**Exercise:** In the listing below, copy every line from the one containing "Where can you see the pink sneaker?" through the end of the listing, both ends included, without changing anything. Leave the pictures out of your answer.

** BEGIN Material **

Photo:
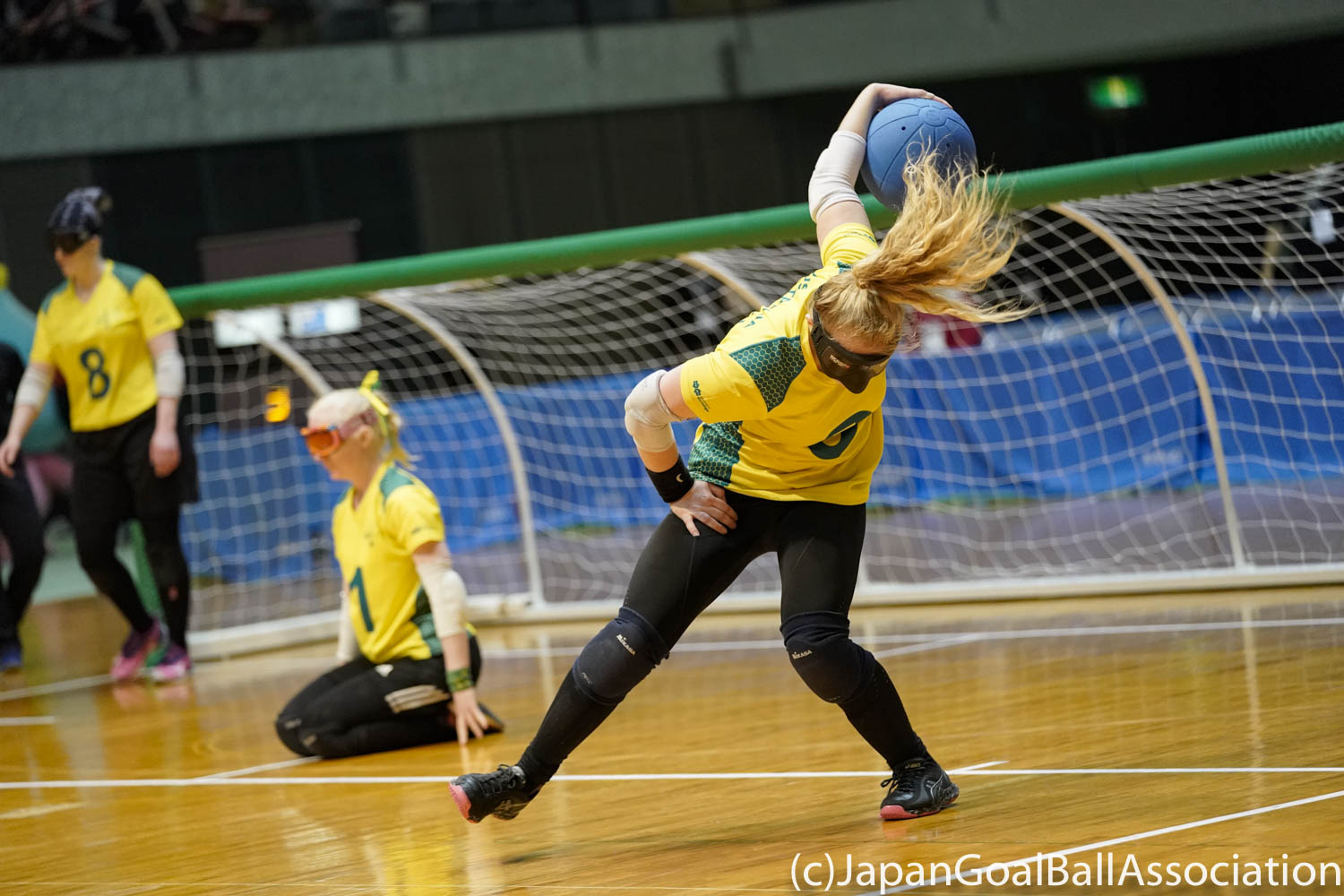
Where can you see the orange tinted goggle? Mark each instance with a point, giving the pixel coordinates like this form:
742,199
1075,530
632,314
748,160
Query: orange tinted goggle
324,441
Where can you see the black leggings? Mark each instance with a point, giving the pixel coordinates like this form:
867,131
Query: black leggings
817,546
360,707
679,575
113,482
21,524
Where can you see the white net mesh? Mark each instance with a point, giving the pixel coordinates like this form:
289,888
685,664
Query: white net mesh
1072,444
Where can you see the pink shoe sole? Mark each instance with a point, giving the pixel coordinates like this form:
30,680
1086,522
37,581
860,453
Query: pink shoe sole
126,668
897,813
464,805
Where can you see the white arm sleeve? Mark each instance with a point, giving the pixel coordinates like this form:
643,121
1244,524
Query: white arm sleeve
169,374
32,387
648,418
838,167
346,645
446,592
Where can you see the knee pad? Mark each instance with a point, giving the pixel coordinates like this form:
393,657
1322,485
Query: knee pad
621,656
833,667
166,562
289,729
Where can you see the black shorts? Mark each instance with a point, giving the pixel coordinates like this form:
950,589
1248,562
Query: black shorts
115,479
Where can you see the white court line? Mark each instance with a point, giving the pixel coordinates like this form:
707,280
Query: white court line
927,645
1011,634
34,812
56,686
709,775
918,641
1102,844
284,763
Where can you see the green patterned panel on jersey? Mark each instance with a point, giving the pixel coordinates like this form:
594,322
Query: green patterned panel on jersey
773,366
424,619
715,452
128,274
392,479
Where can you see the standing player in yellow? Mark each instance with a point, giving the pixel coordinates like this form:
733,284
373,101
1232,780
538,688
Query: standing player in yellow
790,409
110,331
409,659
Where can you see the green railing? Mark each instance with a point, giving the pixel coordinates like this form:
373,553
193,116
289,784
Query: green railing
1281,151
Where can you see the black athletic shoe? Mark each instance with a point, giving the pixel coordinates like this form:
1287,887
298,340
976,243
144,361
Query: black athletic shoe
500,793
918,788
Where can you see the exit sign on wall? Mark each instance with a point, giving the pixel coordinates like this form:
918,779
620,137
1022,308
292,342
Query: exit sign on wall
1116,91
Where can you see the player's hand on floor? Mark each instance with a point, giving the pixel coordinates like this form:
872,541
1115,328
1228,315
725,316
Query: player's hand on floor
707,504
468,715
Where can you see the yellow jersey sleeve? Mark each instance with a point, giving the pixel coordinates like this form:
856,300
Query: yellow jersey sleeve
847,245
40,343
413,517
158,314
718,389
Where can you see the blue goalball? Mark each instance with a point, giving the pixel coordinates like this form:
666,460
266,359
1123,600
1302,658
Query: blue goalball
902,132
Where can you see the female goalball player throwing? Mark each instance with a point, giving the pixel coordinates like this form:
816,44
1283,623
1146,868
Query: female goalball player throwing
406,651
112,332
790,403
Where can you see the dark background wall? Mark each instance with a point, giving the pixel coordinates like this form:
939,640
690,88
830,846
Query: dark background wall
478,183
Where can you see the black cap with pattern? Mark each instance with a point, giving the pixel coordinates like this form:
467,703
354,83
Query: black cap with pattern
80,212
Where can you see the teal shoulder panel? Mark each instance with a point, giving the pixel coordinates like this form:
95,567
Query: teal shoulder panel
392,479
717,452
424,619
773,366
128,274
46,303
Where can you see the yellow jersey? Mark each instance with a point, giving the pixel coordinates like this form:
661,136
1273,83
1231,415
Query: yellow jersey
774,426
375,540
101,346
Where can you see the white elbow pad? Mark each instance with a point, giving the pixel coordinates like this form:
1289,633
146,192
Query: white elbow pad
446,594
838,167
169,374
648,418
347,648
32,387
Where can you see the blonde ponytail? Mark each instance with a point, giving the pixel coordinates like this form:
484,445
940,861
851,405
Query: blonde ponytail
349,403
946,244
389,421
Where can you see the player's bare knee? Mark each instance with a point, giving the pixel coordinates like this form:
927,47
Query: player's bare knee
621,656
832,665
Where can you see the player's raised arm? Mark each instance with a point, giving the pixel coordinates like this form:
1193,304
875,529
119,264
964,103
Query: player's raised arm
831,193
650,409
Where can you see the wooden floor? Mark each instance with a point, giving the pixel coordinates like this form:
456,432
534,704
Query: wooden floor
1179,728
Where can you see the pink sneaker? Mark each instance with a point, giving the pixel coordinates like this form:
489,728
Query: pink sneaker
175,664
134,650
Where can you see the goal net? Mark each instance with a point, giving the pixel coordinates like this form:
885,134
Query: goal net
1172,417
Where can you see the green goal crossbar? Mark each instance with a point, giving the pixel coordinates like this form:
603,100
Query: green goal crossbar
1279,151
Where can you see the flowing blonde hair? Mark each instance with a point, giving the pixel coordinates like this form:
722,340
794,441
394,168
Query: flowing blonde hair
347,403
946,244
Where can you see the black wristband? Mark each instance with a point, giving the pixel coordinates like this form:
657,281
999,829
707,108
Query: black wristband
674,482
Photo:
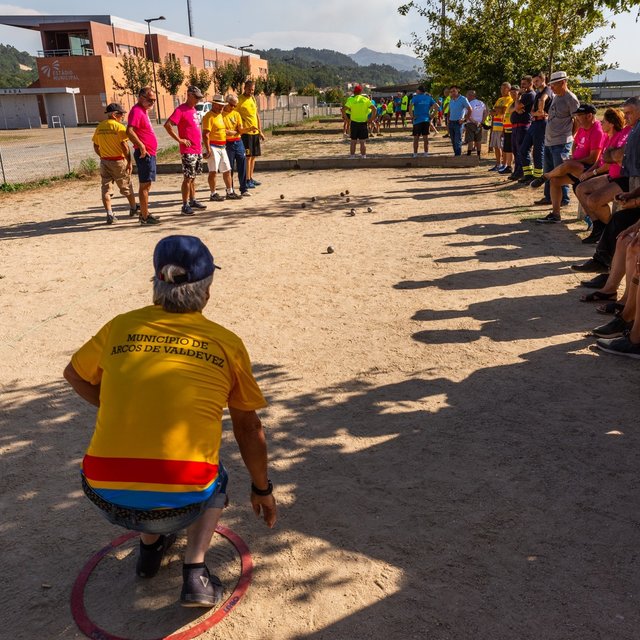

** END Material **

**Solution for this exercise:**
Where can you see the pink sneaker? Mark each instance with a point, giving the pixel coordinates like this form:
489,728
Query: pink sneaker
175,664
134,650
Where can you see the goal net? Mark each instance with a point, giving the pixel coordinates like this form:
885,134
Query: goal net
1172,417
Where can you see the green goal crossbar? Mark each instance with a point, giving the pixel coordinates like this form:
603,100
Query: green goal crossbar
1279,151
Where can you see the flowing blonde hair? Mark each instance with a point, giving the pixel coordinates like this form:
722,340
794,441
394,168
Query: flowing blonde hair
347,403
946,244
Where can you see the black wristband? Mark each instance with a point, giving the pixel coordinates like this form:
657,281
999,829
707,108
Query: black wristband
674,482
Photo:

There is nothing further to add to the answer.